Brano citato ->
----
È, volutamente, un film senza speranza. Non voglio lasciarla. Perché quando devi raccontare la mostruosità non puoi l’asciare l’alito della speranza. Quando, ad esempio, nella scena di montaggio finale – che, non a caso, ho voluto chiamare il porcile – riprendo questi mostri in un loro momento di umana mostruosità. I due che divorano le interiora in questo locale di street food palermitano che si chiama La Frittola e che riprendo come se fossero delle iene che divorano le carcasse delle loro prede; Francesco che è incurante del sonno della moglie e, mentre si spoglia, non sappiamo che intenzioni abbia nei suoi confronti; la madre di Vincenzo, di cui abbiamo già conosciuto tutta la mostruosità, che semplicemente passeggia nel corridoio per finire in bagno sul water; Michele, che aveva detto stesse andando dalla moglie, ma la troviamo in un letto accanto ad un’altra donna.
È come in certi quadri di Bosch o di Bacon, i pittori della mostruosità. Non la faccio vedere, ma lascio che la si intuisca. Quella scena parte da Luisa che scopre della morte di Mimmo. E tutto sembra tornare indietro. È lì che punto il dito contro lo spettatore. Il canto di Giuni Russo che accompagna tutta questa scena, dice o vos omnes qui transitis per viam, considerate e ditemi che quello che vedete non è dolore simile al mio dolore. È tratto da un brano della Bibbia, ma io lo voglio dire allo spettatore. Chiedergli se quel dolore non sia simile al loro e se riescano a stare seduti tranquilli sulla poltrona. Perché, a volte, quel dolore è vicino a noi e non ce ne accorgiamo o facciamo finta non ci riguardi.
Questa tua ricerca della mostruosità e voglia di rappresentarla come se fossero dei quadri, quanto sei riuscito a renderle anche grazie al fatto di poter contare su Daniele Ciprì come direttore della fotografia, che ha voluto agire per sottrazione e impostare una gamma di colori capace di accompagnare ogni scena del film?
Quello è stato un regalo della vita. Daniele (Ciprì) ha da subito sentito molto questo progetto come se fosse anche suo. La prima volta che ci siamo sentiti, io gli ho chiesto una Palermo irriconoscibile, plumbea, di ghiaccio come quello che i delinquenti che racconto usano come anestetico. Ma ci ho anche tenuto, per fargli capire il senso profondo della mia scelta, a raccontargli un mio ricordo intimo e personale. Quando ero bambino, a Partinico (paesino della provincia di Palermo), il Venerdì Santo c’era la processione del Cristo morto, che usciva dalla Chiesa dell’Opera Santa (che si chiamava così perché davano sepoltura ai condannati a morte). Sul mio modo di voler rappresentare la storia, ha influito molto una cosa che succedeva spesso durante quella processione, che vivevo sempre con una certa inquietudine. Prima dell’uscita della bara del Cristo Morto, usciva la statua dell’Addolorata, con il suo manto nero. In quel periodo dell’anno, la Madonna, portata dai portantini, faceva una specie di eclissi, oscurando il sole. Tutto il popolo era sul sagrato della chiesa, con la statua in alto. Io mi spaventavo. La prima volta è stato proprio un trauma, ma anche altre volte in cui è successo, tornavo a casa con questa inquietudine. Tutto il panorama diventava come di ghiaccio, per pochissimi secondi. Sufficienti a farmi vivere quei momenti come uno dei traumi più forti della mia fanciullezza. A Ciprì ho detto che era proprio quella sensazione che volevo far rivivere nel film. Da lì anche lui ha compreso il senso profondo di quello che ricercavo. Che va oltre la luce e diventa un letto per questa mostruosità.
----
Dati forniti ->
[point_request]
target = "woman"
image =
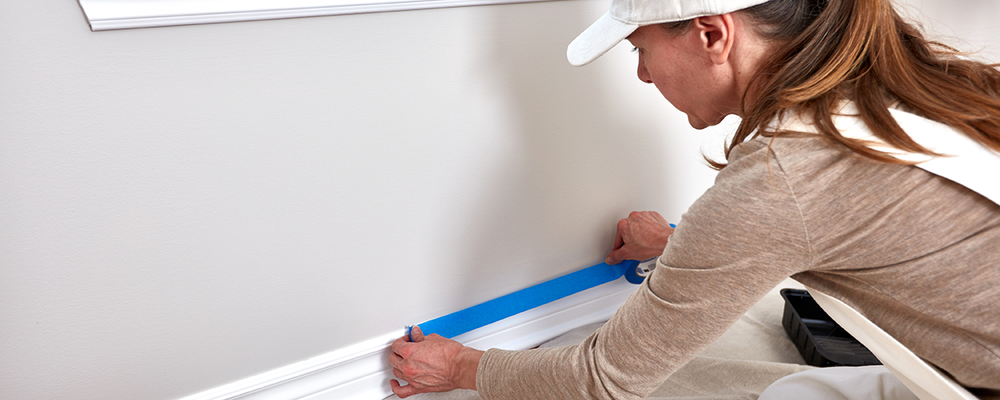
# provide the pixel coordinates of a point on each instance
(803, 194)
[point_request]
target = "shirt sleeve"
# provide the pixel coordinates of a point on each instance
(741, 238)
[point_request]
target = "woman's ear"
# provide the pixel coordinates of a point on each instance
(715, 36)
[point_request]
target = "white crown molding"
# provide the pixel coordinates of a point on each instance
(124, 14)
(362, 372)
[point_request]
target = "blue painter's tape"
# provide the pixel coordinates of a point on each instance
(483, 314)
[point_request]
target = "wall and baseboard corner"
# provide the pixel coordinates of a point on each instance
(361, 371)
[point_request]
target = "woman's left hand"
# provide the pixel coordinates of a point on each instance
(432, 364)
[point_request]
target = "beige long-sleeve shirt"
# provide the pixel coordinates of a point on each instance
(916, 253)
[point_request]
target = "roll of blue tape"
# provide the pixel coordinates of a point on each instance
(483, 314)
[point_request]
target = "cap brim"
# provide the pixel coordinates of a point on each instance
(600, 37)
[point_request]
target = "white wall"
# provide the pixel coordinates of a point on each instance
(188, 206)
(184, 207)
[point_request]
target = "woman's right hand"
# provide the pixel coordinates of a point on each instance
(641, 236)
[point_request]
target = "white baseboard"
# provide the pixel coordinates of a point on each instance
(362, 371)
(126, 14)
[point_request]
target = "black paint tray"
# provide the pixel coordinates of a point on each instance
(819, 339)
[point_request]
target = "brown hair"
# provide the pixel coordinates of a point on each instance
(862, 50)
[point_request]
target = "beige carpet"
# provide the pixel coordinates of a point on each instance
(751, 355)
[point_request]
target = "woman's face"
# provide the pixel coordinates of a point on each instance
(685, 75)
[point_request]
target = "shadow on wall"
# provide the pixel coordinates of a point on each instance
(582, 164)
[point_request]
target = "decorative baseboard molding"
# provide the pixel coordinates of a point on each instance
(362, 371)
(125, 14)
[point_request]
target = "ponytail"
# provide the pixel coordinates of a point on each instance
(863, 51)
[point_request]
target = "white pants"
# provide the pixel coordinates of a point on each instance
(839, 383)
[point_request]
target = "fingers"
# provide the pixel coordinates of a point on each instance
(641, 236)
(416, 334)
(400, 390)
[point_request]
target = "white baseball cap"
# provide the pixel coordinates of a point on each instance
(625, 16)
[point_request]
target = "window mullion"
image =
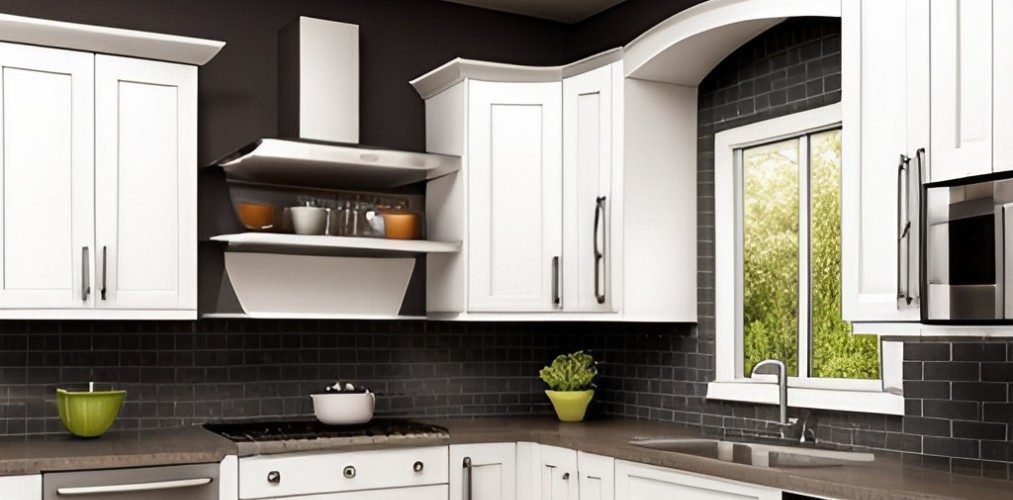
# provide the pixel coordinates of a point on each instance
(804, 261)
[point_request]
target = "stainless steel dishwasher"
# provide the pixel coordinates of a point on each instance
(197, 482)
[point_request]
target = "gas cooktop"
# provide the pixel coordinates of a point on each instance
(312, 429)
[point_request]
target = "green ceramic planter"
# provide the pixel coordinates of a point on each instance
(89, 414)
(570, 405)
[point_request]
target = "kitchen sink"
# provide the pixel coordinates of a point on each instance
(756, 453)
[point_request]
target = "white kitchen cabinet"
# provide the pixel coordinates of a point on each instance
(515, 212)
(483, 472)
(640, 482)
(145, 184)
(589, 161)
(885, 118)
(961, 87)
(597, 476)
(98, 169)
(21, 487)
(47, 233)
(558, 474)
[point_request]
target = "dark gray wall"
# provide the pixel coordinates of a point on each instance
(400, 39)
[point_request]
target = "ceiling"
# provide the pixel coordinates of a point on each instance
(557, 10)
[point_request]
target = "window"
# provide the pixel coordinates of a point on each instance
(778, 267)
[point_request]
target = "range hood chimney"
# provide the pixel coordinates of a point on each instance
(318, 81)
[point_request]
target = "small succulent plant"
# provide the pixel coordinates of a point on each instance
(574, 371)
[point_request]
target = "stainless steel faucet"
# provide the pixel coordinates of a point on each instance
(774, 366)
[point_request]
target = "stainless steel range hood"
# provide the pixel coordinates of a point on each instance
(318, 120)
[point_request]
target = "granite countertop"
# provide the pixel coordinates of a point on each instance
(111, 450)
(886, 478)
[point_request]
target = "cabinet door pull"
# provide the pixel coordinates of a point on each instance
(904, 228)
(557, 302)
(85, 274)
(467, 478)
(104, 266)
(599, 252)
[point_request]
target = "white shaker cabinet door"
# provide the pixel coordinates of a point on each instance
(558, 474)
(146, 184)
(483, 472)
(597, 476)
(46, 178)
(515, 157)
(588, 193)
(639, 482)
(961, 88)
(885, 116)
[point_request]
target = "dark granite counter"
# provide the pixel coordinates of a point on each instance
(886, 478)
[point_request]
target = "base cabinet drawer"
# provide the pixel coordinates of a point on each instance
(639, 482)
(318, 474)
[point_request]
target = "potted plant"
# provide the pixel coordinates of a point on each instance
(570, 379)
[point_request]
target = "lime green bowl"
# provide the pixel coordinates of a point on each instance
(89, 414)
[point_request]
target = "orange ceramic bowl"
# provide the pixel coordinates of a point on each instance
----
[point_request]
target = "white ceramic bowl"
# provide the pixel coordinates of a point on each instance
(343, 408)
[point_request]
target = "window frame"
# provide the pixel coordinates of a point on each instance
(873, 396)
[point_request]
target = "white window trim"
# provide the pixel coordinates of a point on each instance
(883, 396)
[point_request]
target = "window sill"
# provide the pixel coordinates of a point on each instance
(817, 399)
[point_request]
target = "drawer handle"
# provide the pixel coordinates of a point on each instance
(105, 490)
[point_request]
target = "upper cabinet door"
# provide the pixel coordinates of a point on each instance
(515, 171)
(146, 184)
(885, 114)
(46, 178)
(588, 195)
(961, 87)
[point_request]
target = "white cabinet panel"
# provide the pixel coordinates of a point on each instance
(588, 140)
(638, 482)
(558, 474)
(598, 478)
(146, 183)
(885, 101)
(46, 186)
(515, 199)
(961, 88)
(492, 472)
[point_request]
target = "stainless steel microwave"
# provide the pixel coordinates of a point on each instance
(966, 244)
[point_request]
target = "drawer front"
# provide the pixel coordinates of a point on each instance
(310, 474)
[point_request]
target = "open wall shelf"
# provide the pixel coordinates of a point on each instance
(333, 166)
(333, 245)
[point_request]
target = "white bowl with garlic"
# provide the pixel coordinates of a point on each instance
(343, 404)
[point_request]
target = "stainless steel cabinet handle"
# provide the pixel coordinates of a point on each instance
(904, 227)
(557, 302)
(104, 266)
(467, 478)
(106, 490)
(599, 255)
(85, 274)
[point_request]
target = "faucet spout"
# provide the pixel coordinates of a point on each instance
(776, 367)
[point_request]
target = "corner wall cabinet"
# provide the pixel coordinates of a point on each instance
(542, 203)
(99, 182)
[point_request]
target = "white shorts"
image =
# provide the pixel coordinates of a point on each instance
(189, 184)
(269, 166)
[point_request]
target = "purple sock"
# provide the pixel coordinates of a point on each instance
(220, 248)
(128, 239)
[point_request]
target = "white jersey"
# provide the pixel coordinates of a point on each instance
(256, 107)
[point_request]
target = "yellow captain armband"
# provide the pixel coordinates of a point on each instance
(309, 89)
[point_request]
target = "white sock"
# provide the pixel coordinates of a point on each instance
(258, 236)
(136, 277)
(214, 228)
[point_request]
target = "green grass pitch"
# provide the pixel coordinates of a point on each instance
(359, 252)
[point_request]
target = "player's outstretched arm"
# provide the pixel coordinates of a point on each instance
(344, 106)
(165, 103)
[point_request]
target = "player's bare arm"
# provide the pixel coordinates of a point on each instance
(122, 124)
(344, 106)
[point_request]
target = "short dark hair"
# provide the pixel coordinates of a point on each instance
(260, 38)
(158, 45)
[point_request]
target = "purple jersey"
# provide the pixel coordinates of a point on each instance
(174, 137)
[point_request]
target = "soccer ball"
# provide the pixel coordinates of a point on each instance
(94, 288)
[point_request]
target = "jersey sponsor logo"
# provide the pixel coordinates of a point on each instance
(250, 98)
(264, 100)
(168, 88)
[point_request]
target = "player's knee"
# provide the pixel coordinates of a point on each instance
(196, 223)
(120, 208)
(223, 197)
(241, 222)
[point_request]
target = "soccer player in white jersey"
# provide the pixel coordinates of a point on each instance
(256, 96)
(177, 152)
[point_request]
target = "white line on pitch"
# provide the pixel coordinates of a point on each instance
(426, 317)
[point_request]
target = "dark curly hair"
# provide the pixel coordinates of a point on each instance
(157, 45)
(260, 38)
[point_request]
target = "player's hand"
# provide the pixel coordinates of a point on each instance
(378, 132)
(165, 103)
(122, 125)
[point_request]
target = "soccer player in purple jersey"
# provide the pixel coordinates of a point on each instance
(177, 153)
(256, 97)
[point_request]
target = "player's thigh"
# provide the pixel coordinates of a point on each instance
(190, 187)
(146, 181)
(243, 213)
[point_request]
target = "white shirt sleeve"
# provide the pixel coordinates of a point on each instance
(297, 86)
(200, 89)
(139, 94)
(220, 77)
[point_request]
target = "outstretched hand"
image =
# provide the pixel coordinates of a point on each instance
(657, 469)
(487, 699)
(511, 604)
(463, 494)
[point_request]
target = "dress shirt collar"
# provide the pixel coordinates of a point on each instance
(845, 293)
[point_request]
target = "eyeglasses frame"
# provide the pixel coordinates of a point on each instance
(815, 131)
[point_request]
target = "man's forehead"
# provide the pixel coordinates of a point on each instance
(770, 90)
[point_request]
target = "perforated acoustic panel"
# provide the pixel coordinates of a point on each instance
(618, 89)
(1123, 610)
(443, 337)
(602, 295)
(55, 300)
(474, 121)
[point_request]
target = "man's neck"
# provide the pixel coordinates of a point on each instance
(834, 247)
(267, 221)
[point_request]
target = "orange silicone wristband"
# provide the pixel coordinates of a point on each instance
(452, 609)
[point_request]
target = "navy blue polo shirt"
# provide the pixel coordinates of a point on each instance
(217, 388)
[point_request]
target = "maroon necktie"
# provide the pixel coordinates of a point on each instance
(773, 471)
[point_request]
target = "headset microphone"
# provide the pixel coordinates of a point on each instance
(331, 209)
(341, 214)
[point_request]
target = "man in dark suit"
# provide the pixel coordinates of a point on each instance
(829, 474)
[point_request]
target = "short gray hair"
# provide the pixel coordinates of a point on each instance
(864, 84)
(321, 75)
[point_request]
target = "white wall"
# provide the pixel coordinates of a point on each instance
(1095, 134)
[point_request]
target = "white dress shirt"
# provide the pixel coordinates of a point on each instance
----
Consegna 1 ->
Rispondi alle seguenti domande basandoti sul brano citato, una per riga:
(a) Come si chiama il locale di street food palermitano in cui i due divorano le interiora?
(b) Chi è il direttore della fotografia del film?
(c) In quale giorno si svolgeva a Partinico la processione del Cristo morto?
Consegna 2 ->
Ricopia senza alcuna modifica il tratto del brano citato che va da "È, volutamente, un" fino a "ad un’altra donna.".
Consegna 3 ->
Elenca, nell'ordine in cui compaiono, tutti i nomi propri dei personaggi del film menzionati nel brano citato.

Risposta completa 1 ->
(a) La Frittola.
(b) Daniele Ciprì.
(c) Il Venerdì Santo.

Risposta completa 2 ->
È, volutamente, un film senza speranza. Non voglio lasciarla. Perché quando devi raccontare la mostruosità non puoi l’asciare l’alito della speranza. Quando, ad esempio, nella scena di montaggio finale – che, non a caso, ho voluto chiamare il porcile – riprendo questi mostri in un loro momento di umana mostruosità. I due che divorano le interiora in questo locale di street food palermitano che si chiama La Frittola e che riprendo come se fossero delle iene che divorano le carcasse delle loro prede; Francesco che è incurante del sonno della moglie e, mentre si spoglia, non sappiamo che intenzioni abbia nei suoi confronti; la madre di Vincenzo, di cui abbiamo già conosciuto tutta la mostruosità, che semplicemente passeggia nel corridoio per finire in bagno sul water; Michele, che aveva detto stesse andando dalla moglie, ma la troviamo in un letto accanto ad un’altra donna.

Risposta completa 3 ->
Francesco, Vincenzo, Michele, Luisa, Mimmo